-------- Entries provided --------

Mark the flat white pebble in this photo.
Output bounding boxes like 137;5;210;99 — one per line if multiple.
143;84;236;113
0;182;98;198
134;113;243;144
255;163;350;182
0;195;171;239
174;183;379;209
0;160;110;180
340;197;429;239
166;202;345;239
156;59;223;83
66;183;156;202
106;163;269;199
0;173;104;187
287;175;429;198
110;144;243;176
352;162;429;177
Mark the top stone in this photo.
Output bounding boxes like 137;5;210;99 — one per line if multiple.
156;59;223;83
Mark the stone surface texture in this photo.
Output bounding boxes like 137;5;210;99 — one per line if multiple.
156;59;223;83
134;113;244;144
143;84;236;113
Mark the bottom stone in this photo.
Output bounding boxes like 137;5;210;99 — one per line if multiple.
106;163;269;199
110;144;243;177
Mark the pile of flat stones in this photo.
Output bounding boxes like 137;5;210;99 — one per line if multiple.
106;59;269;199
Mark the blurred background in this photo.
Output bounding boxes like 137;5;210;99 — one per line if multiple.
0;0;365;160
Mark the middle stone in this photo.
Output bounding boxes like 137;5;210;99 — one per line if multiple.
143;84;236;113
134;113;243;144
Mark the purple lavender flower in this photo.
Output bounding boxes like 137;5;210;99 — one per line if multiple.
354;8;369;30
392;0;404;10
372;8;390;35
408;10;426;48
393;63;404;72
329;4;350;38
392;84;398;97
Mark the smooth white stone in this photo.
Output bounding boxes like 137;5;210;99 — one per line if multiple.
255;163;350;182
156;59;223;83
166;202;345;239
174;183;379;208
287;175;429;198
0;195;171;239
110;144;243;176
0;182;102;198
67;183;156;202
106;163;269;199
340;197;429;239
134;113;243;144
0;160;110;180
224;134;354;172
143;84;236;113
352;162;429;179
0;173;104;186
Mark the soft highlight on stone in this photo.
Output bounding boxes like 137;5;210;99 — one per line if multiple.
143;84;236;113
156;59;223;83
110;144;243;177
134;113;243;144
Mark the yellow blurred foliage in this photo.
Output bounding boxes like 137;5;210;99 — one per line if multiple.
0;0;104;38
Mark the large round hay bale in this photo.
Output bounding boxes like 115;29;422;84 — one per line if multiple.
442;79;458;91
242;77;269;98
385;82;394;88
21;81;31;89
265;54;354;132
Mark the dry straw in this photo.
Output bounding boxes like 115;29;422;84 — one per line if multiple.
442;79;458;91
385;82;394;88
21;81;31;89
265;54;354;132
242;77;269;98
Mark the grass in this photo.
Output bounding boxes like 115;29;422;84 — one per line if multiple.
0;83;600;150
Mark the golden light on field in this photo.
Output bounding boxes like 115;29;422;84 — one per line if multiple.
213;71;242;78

--------

• [Set task]: Lay out every line of the records above as a Markdown table, numbering each row in a column headed "Row" and placing the line itself in a column headed "Line"; omit any blank lines.

• [Result for this task]:
| Row | Line |
|---|---|
| 1 | Mark the flat white pebble in this photo. |
| 2 | Output bounding boxes like 137;5;210;99 — one per line if multiple. |
| 3 | 143;84;236;113 |
| 4 | 0;182;98;198 |
| 5 | 134;113;243;144 |
| 6 | 255;163;350;182 |
| 7 | 0;195;171;239 |
| 8 | 174;183;379;209 |
| 9 | 0;160;110;180 |
| 10 | 340;197;429;239 |
| 11 | 166;202;345;239 |
| 12 | 156;59;223;83 |
| 13 | 66;183;156;202 |
| 14 | 106;163;269;199 |
| 15 | 0;173;104;187 |
| 16 | 287;175;429;198 |
| 17 | 110;144;243;176 |
| 18 | 352;162;429;177 |
| 19 | Mark the top stone in this photo. |
| 20 | Output bounding boxes like 137;5;210;99 — one per line if multiple. |
| 21 | 156;59;223;83 |
| 22 | Mark the stone surface texture in this photo. |
| 23 | Output bounding boxes like 137;5;210;99 — one per line if multiple. |
| 24 | 156;59;223;83 |
| 25 | 134;113;244;144 |
| 26 | 143;84;236;113 |
| 27 | Mark the bottom stone in this photo. |
| 28 | Output bounding boxes like 137;5;210;99 — one per line if multiple. |
| 29 | 106;163;269;199 |
| 30 | 110;144;243;177 |
| 31 | Mark the pile of flat stones in this photo. |
| 32 | Output bounding boxes like 137;5;210;99 — one per line if multiple. |
| 33 | 106;59;269;199 |
| 34 | Mark the blurred background in this photo. |
| 35 | Output bounding boxes like 137;5;210;99 — one per line if multiple. |
| 36 | 0;0;365;160 |
| 37 | Mark the middle stone in this photo. |
| 38 | Output bounding boxes like 137;5;210;99 — one per line if multiple. |
| 39 | 143;84;236;113 |
| 40 | 134;113;243;144 |
| 41 | Mark the purple lavender flower in this photo. |
| 42 | Output bounding boxes like 137;5;210;99 — one per line if multiple. |
| 43 | 354;8;369;30 |
| 44 | 392;0;404;10 |
| 45 | 372;8;390;35 |
| 46 | 408;10;426;48 |
| 47 | 393;63;404;72 |
| 48 | 329;4;350;38 |
| 49 | 392;84;398;97 |
| 50 | Mark the smooth white stone in this photo. |
| 51 | Output bounding boxes like 137;5;210;99 — one per line if multiple. |
| 52 | 255;163;350;182 |
| 53 | 156;59;223;83 |
| 54 | 166;202;345;239 |
| 55 | 174;183;379;208 |
| 56 | 287;175;429;198 |
| 57 | 0;195;171;239 |
| 58 | 110;144;243;176 |
| 59 | 0;182;102;198 |
| 60 | 67;183;156;202 |
| 61 | 106;163;269;199 |
| 62 | 340;197;429;239 |
| 63 | 134;113;243;144 |
| 64 | 0;160;110;180 |
| 65 | 224;134;354;172 |
| 66 | 143;84;236;113 |
| 67 | 352;162;429;179 |
| 68 | 0;173;104;186 |
| 69 | Mark the soft highlight on stone in this photo. |
| 70 | Output bounding boxes like 137;5;210;99 — one per line if multiple. |
| 71 | 143;84;236;113 |
| 72 | 156;59;223;83 |
| 73 | 110;144;243;177 |
| 74 | 134;113;243;144 |
| 75 | Mark the yellow blurred foliage in this photo. |
| 76 | Output bounding boxes like 137;5;210;99 — one per line if multiple. |
| 77 | 0;0;104;38 |
| 78 | Mark the large round hay bale in this photo. |
| 79 | Output bounding boxes like 115;29;422;84 — one per line if multiple. |
| 80 | 442;79;458;91 |
| 81 | 242;77;269;98 |
| 82 | 385;82;394;88 |
| 83 | 21;81;31;89 |
| 84 | 265;54;354;132 |
| 85 | Mark the dry straw in this photo. |
| 86 | Output bounding boxes like 115;29;422;84 — one per line if multiple. |
| 87 | 442;79;458;91 |
| 88 | 385;82;394;88 |
| 89 | 21;81;31;89 |
| 90 | 265;54;354;132 |
| 91 | 242;77;269;98 |
| 92 | Mark the grass in this photo. |
| 93 | Output bounding boxes like 115;29;422;84 — one per line if multiple. |
| 94 | 0;83;600;150 |
| 95 | Mark the golden light on field in this photo. |
| 96 | Output bounding boxes like 115;29;422;84 — one per line if multiple. |
| 97 | 213;71;242;78 |